Pick out each line of the records below that contains the string "shirt", and copy those lines. Case matters.

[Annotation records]
-- begin --
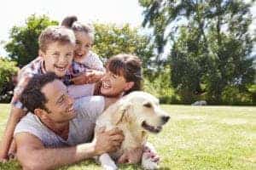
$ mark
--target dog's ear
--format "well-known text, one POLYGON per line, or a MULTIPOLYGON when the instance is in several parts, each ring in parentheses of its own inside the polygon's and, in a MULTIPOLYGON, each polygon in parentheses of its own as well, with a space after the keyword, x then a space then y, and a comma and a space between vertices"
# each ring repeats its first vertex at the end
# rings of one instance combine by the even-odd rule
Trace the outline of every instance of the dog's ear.
POLYGON ((125 104, 120 104, 118 106, 118 109, 116 112, 112 116, 112 121, 114 125, 119 124, 121 122, 128 121, 129 115, 128 110, 131 108, 131 103, 125 103, 125 104))

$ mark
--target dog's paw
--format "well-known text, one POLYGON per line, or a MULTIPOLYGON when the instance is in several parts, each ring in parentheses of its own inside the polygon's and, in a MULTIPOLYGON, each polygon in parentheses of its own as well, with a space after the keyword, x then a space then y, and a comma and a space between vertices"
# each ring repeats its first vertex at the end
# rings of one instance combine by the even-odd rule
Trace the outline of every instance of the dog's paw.
POLYGON ((118 167, 115 165, 103 165, 102 167, 105 170, 118 170, 118 167))
POLYGON ((160 157, 153 152, 144 152, 142 157, 143 169, 153 170, 159 168, 160 157))

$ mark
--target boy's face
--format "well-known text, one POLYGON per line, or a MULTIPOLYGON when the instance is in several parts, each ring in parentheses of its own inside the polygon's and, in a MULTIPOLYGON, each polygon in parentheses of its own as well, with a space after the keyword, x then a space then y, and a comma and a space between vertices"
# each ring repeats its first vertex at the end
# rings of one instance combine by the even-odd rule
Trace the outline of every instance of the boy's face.
POLYGON ((91 48, 92 39, 88 34, 83 31, 76 31, 75 37, 76 47, 73 59, 75 61, 81 63, 91 48))
POLYGON ((133 86, 133 83, 132 86, 131 83, 126 82, 125 76, 115 75, 107 70, 102 77, 101 94, 106 97, 119 97, 133 86))
POLYGON ((72 63, 73 50, 74 47, 70 43, 49 43, 45 52, 41 51, 46 71, 54 72, 60 77, 64 76, 72 63))

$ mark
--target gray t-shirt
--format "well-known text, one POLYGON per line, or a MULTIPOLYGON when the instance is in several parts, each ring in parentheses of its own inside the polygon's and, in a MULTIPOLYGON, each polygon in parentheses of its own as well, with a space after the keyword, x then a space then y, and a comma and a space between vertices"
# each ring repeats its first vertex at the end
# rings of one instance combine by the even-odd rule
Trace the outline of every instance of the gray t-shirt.
POLYGON ((17 124, 15 135, 29 133, 38 137, 45 147, 73 146, 87 143, 92 139, 96 118, 103 112, 104 98, 102 96, 84 97, 75 100, 77 116, 69 122, 67 140, 63 139, 44 125, 38 117, 28 113, 17 124))

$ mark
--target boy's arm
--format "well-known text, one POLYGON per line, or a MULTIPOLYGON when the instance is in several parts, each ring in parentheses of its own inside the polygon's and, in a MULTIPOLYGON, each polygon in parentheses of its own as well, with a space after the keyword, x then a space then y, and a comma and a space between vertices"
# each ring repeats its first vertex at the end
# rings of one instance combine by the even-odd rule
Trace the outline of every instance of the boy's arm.
POLYGON ((28 133, 15 135, 17 157, 25 169, 53 169, 60 166, 116 150, 124 139, 121 131, 113 129, 96 135, 92 143, 66 148, 45 148, 37 137, 28 133))
POLYGON ((20 118, 24 116, 26 112, 23 110, 16 108, 13 105, 11 106, 9 117, 8 119, 5 131, 0 144, 0 162, 8 160, 8 151, 13 139, 15 128, 20 118))

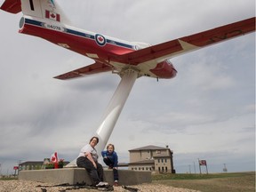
-- end --
- _TASK RESPONSE_
--target gray t-shirt
Trace the outline of every instance of the gray t-shirt.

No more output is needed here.